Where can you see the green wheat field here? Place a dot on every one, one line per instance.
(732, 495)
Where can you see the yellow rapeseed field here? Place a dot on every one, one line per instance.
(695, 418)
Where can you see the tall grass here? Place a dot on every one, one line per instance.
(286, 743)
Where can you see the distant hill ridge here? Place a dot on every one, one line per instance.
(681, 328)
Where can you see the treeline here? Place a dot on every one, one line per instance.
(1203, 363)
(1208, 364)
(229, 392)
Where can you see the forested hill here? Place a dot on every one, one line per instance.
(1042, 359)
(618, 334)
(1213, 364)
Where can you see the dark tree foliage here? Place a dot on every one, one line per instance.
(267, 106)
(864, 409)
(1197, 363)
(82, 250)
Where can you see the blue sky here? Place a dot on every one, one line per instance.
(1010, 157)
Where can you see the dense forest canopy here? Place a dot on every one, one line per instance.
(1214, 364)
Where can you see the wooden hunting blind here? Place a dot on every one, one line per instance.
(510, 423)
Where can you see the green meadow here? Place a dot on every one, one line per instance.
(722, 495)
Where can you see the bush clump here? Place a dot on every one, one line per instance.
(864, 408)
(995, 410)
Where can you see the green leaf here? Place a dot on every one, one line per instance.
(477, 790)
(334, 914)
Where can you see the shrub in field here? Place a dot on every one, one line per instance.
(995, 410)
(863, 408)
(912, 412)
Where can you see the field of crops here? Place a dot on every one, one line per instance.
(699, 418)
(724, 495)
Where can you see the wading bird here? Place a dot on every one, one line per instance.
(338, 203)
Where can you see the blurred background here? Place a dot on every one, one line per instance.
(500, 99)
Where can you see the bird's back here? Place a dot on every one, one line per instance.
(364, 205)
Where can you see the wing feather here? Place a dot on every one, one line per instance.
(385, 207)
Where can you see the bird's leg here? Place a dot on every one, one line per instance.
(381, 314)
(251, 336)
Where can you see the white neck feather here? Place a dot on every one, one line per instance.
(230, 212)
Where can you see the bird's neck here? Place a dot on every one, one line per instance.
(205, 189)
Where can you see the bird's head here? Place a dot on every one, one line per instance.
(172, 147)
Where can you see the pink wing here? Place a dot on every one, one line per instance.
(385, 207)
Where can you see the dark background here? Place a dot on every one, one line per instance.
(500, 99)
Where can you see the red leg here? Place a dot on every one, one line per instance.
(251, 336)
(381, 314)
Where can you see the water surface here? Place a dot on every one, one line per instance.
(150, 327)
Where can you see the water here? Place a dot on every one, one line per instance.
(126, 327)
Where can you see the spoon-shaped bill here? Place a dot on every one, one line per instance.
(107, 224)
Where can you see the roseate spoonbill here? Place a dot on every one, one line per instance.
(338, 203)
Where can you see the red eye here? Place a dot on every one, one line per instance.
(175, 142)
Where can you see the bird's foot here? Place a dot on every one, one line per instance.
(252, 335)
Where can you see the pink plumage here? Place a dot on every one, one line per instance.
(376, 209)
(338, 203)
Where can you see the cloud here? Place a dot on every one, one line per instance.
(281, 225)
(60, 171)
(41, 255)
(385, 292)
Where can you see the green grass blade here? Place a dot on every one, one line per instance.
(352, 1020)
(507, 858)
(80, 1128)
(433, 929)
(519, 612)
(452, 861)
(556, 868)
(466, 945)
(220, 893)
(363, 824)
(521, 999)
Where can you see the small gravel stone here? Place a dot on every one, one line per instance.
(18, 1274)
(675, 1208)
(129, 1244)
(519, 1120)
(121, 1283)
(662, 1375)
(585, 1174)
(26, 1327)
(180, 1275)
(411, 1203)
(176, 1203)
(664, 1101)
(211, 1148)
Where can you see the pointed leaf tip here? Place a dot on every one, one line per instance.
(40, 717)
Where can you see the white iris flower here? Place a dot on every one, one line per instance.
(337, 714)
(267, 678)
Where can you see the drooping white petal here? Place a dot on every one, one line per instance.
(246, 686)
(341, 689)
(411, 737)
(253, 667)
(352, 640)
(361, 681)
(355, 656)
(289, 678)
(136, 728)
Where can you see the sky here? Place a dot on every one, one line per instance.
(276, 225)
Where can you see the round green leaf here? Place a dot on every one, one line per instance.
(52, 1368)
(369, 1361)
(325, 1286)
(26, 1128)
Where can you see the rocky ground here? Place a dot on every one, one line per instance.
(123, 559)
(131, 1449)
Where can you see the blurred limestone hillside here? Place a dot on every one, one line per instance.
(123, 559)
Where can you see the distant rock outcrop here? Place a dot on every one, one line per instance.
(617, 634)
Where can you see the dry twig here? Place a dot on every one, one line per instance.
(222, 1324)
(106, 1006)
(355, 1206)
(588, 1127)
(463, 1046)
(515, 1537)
☆ ☆ ☆ ☆
## Your objective
Give everything from the start of the items down to the line containing "(1213, 364)" again, changing "forested hill" to "wooded hill" and keeping every other word the same.

## Response to the task
Where can you see the green wheat field here? Place a dot on every one, one line per instance.
(732, 495)
Where can you see the yellow rapeseed field here? Place a dot on every one, one line per instance.
(695, 418)
Where can you see the tall grass here? Place a dot on every one, one line per instance.
(286, 743)
Where can you see the distant hill ridge here? Place a dot on every one, one line per instance.
(681, 328)
Where can you see the treeline here? Place a dot on every one, one line per instance.
(1203, 363)
(1208, 364)
(229, 392)
Where can you see the wooded hill here? Place a dot on every one, one line per instance.
(1042, 359)
(618, 334)
(1213, 364)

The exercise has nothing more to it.